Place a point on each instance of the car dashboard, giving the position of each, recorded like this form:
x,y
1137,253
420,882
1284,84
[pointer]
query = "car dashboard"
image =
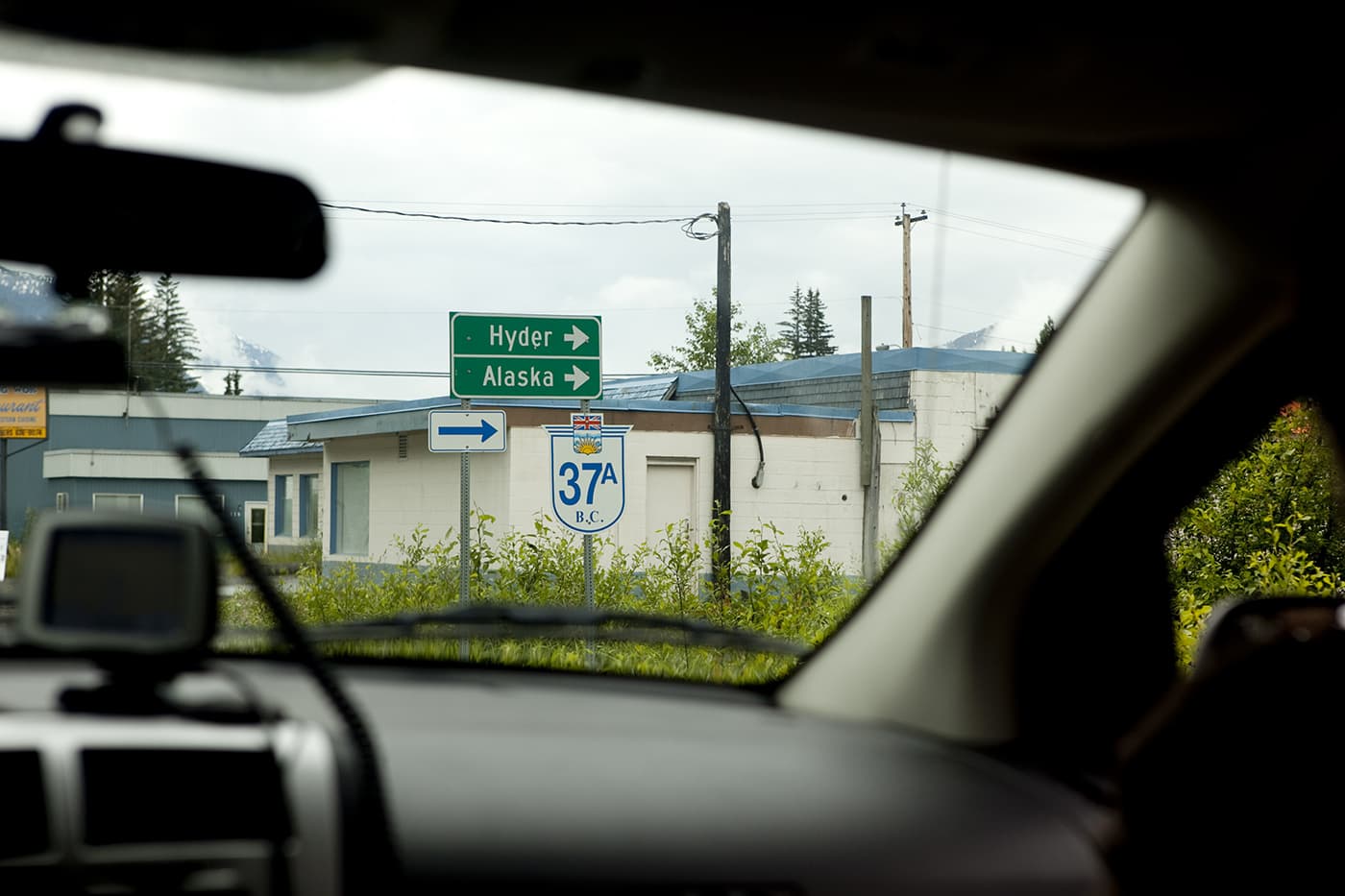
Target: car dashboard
x,y
515,779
━━━━━━━━━━━━━━━━━━━━━━━━━━━━━━
* PROBLEM DESCRIPTION: Pull out every line of the material above that contains the word "dashboard", and copy each one in the order it appears.

* RESULT:
Place a point on each instance of the car dashboard, giving the position of each, recorded like this form:
query = "car dashboard"
Target: car dashboard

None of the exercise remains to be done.